** YOUR TASK **
Copy each entry as it stands, leaving nothing out.

** TASK MATERIAL **
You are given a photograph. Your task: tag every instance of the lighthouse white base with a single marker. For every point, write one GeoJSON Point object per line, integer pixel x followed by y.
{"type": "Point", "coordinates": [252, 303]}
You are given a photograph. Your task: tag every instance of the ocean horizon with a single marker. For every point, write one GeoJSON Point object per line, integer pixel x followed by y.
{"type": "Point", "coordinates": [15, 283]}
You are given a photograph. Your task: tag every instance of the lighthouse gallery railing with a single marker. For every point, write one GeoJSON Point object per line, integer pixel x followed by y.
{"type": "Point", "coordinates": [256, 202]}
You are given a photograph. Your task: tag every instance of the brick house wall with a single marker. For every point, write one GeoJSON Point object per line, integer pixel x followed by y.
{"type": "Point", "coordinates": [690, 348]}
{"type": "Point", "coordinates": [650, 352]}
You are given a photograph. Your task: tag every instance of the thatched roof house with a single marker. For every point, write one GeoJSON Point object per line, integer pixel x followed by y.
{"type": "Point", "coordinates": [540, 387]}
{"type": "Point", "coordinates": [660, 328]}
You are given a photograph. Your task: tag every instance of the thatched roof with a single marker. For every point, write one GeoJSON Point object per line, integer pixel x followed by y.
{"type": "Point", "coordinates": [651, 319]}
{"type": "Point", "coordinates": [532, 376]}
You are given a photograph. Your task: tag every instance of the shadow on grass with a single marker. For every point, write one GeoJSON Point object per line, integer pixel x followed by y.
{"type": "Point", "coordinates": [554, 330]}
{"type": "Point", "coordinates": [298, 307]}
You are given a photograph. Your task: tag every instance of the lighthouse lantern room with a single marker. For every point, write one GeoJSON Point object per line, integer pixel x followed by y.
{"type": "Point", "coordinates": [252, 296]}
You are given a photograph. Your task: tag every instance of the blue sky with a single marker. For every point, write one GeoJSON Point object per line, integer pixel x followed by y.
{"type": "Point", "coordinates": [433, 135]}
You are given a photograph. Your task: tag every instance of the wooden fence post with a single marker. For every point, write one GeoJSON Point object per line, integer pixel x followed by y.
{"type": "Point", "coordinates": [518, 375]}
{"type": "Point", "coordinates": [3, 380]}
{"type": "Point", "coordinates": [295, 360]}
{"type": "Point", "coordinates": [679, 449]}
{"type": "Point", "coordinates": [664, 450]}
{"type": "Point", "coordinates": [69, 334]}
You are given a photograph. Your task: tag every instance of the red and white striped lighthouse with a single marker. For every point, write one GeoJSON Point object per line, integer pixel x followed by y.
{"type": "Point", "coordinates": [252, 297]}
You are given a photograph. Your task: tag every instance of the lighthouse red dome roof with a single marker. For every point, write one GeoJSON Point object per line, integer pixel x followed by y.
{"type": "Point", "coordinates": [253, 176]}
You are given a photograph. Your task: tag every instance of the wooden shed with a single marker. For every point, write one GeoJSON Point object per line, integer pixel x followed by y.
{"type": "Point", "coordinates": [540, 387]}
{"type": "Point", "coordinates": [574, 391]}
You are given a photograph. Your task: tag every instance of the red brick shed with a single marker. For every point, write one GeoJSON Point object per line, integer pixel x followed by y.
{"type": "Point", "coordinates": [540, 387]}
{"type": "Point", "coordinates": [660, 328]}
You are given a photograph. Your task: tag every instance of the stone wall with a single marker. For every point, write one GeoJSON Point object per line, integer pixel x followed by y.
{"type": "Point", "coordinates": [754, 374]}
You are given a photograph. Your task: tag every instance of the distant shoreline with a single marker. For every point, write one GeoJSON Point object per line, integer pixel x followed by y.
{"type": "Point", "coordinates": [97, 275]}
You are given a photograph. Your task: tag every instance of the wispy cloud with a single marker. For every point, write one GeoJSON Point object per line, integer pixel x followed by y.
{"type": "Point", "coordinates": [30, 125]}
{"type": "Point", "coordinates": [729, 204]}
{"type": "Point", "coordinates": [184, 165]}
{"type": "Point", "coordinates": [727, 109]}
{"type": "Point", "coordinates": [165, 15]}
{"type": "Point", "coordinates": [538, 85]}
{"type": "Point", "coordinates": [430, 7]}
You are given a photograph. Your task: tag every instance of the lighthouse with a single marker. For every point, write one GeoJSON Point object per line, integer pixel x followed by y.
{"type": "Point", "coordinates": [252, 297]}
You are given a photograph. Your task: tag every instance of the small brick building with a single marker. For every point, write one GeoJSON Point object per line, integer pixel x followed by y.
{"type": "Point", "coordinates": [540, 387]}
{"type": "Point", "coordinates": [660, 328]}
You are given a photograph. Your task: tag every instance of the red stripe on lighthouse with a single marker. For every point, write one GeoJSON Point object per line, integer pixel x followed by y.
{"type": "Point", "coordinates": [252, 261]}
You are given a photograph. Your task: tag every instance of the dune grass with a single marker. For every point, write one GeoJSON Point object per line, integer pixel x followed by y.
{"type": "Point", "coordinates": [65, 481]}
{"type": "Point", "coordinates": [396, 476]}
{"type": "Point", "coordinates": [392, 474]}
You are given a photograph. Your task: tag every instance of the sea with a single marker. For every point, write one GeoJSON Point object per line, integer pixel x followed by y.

** THE OUTPUT **
You are given a photograph. Your task: tag every instance of the lighthouse white base with a single marker. For every point, write one GeoJSON Point object per line, integer pixel x followed by y.
{"type": "Point", "coordinates": [252, 303]}
You are given a photograph. Your task: tag every instance of the ocean horizon with a single marker. For every point, write one GeoJSON Point object per line, integer pixel x followed by y.
{"type": "Point", "coordinates": [15, 283]}
You are given a photograph. Your task: tag every instance of the lighthouse gallery railing with a single marker. For every point, write one GeoJSON Point object per line, integer pixel x followed by y.
{"type": "Point", "coordinates": [256, 202]}
You are given a photograph. Your task: tag every instance of the brick house wall with a single marker. For every point, write one GeoJSON Point object per line, integer pixel x followed by y.
{"type": "Point", "coordinates": [690, 348]}
{"type": "Point", "coordinates": [650, 352]}
You are given a photograph. Your task: tag every instance of the thatched roof house with a single marker. For every point, write one GeoJSON Point object per line, integer pixel x followed by y.
{"type": "Point", "coordinates": [540, 387]}
{"type": "Point", "coordinates": [660, 328]}
You are given a photograph. Your task: tag every instance of the thatched roof with a single marker. For every point, write one GeoJSON Point object per line, integer pixel x followed by y.
{"type": "Point", "coordinates": [651, 319]}
{"type": "Point", "coordinates": [532, 376]}
You are given a photograph. Your task: tag every instance of the shadow on grass with a single marker. For every point, write one GeoJSON Point object per line, integer pixel x followed by y.
{"type": "Point", "coordinates": [554, 330]}
{"type": "Point", "coordinates": [298, 307]}
You are given a photograph. Your task: tag every instance of the lighthouse lantern room with a single marker. For every point, write one GeoJSON Point object per line, integer pixel x followed by y.
{"type": "Point", "coordinates": [252, 296]}
You are given a photograph. Your task: tag every instance of the blue sky with a single marker. For every point, write one GeoJSON Point object per line, integer pixel x followed by y.
{"type": "Point", "coordinates": [433, 135]}
You are given a photograph. Your task: tag every instance of the wooden fence post with a single marker. For every point, write one GeoJSON Point object per line, integer pixel x followed by y.
{"type": "Point", "coordinates": [518, 375]}
{"type": "Point", "coordinates": [3, 380]}
{"type": "Point", "coordinates": [295, 360]}
{"type": "Point", "coordinates": [679, 449]}
{"type": "Point", "coordinates": [664, 450]}
{"type": "Point", "coordinates": [69, 334]}
You are given a photograph. Your task: tag every instance of the red and white striped lighthouse with a single marker. For every point, write one GeoJSON Point object per line, integer pixel x followed by y.
{"type": "Point", "coordinates": [252, 297]}
You are given a photograph. Your task: tag every instance of the lighthouse red dome roof with a single marker. For every point, write one GeoJSON Point object per line, integer pixel x followed by y.
{"type": "Point", "coordinates": [253, 176]}
You are given a photograph. Your task: tag every instance of the wooden shed with a single marker. For every point, write one GeoJSON Point object per line, integer pixel x followed by y.
{"type": "Point", "coordinates": [540, 387]}
{"type": "Point", "coordinates": [574, 391]}
You are given a photograph. Your task: tag every instance of the red brick shed with a single marker. For every point, write one GeoJSON Point object per line, integer pixel x followed by y.
{"type": "Point", "coordinates": [540, 387]}
{"type": "Point", "coordinates": [660, 328]}
You are given a photograph. Your task: tag every instance of the stone wall with a single marker. For every point, write one GeoJSON Point object per line, integer pixel x followed by y.
{"type": "Point", "coordinates": [754, 374]}
You are given a photograph. Your task: tag every instance of the distant shoreline with a single marker. For every point, write one GeoJSON Point object per line, integer pixel x followed by y.
{"type": "Point", "coordinates": [97, 275]}
You are given a photograph. Your task: tag every instance of the wispy cloud with a single marker. For every point, write one GeoJSON Point object per line, integer pixel x followed by y.
{"type": "Point", "coordinates": [30, 125]}
{"type": "Point", "coordinates": [729, 204]}
{"type": "Point", "coordinates": [184, 165]}
{"type": "Point", "coordinates": [727, 109]}
{"type": "Point", "coordinates": [165, 15]}
{"type": "Point", "coordinates": [538, 85]}
{"type": "Point", "coordinates": [430, 7]}
You are given a photograph. Your task: tag every instance of the lighthouse with a single marker. For every point, write one GeoJSON Point object per line, integer pixel x followed by y.
{"type": "Point", "coordinates": [252, 297]}
You are given a photograph. Your task: tag every instance of the small brick building with a single marker. For every point, write one GeoJSON Point object per line, integer pixel x followed by y.
{"type": "Point", "coordinates": [540, 387]}
{"type": "Point", "coordinates": [660, 328]}
You are given a photograph. Your task: tag every instance of the red stripe on lighthouse with a single marker. For every point, write one GeoJSON Point object per line, integer pixel x followed by y.
{"type": "Point", "coordinates": [252, 261]}
You are given a photograph. Your task: tag every instance of the dune grass with a single marker. For every point, write one GeoJSON Point object per line, integer pixel x followed by y.
{"type": "Point", "coordinates": [65, 481]}
{"type": "Point", "coordinates": [396, 476]}
{"type": "Point", "coordinates": [392, 474]}
You are given a photograph. Your task: tag every instance of the sea with a single marker. For every point, write one GeoJSON Point object per line, integer pixel x followed by y.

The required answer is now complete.